■ What this task involves ■
In every one of the entries below, swap "child's leg" for "kid's leg" and leave everything else unchanged.

■ Source data ■
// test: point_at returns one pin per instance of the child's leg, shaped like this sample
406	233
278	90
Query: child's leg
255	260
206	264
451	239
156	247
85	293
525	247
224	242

■ Task solution ■
// test: point_at returns one pin per instance of the kid's leg, shaped like this sample
406	233
278	90
Query: kid's leg
255	260
206	264
451	239
156	247
85	293
525	247
224	242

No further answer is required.